▸ **Extracted information**
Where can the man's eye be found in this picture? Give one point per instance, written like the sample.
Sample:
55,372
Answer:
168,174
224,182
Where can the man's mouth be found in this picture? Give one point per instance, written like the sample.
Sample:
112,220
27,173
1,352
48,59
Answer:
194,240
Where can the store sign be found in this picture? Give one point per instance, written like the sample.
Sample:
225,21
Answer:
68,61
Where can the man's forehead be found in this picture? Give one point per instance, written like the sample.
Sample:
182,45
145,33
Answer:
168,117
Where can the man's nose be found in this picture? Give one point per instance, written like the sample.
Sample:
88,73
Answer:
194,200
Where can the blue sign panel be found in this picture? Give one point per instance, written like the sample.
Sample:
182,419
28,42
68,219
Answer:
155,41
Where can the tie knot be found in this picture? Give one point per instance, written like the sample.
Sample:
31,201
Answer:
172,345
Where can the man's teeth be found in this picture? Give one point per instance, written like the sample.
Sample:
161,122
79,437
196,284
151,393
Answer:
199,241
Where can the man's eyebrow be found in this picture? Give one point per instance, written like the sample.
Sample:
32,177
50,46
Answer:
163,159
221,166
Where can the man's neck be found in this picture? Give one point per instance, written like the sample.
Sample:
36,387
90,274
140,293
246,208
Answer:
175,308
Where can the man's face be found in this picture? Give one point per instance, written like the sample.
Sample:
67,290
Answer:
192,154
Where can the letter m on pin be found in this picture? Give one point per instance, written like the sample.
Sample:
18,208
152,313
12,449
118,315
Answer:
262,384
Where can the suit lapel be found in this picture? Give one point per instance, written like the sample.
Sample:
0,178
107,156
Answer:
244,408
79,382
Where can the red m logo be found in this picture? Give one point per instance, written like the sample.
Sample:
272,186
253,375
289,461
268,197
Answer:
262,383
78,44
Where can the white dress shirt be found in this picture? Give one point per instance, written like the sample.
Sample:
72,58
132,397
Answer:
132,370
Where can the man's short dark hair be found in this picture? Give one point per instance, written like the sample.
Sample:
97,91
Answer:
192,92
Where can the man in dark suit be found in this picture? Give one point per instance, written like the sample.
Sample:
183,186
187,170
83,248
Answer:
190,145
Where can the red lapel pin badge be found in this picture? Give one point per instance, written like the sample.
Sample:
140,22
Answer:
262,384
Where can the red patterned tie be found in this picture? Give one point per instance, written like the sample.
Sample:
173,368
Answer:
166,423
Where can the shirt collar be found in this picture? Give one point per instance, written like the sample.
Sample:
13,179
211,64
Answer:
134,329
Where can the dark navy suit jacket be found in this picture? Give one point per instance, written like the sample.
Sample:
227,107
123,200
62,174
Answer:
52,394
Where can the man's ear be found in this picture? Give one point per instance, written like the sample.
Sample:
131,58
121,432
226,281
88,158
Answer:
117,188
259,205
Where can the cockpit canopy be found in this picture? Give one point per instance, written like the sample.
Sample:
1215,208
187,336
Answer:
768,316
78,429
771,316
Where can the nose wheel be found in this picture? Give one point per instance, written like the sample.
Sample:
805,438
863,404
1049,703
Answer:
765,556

▸ **Action item**
Every line with the word "sign" in it should be copied from the listing above.

▸ **Written response**
Where can the store sign be found in this picture? Give one point per instance, written like the sample.
Where can the blue sign panel be found in this picture? Give one point per instance, written like the sample.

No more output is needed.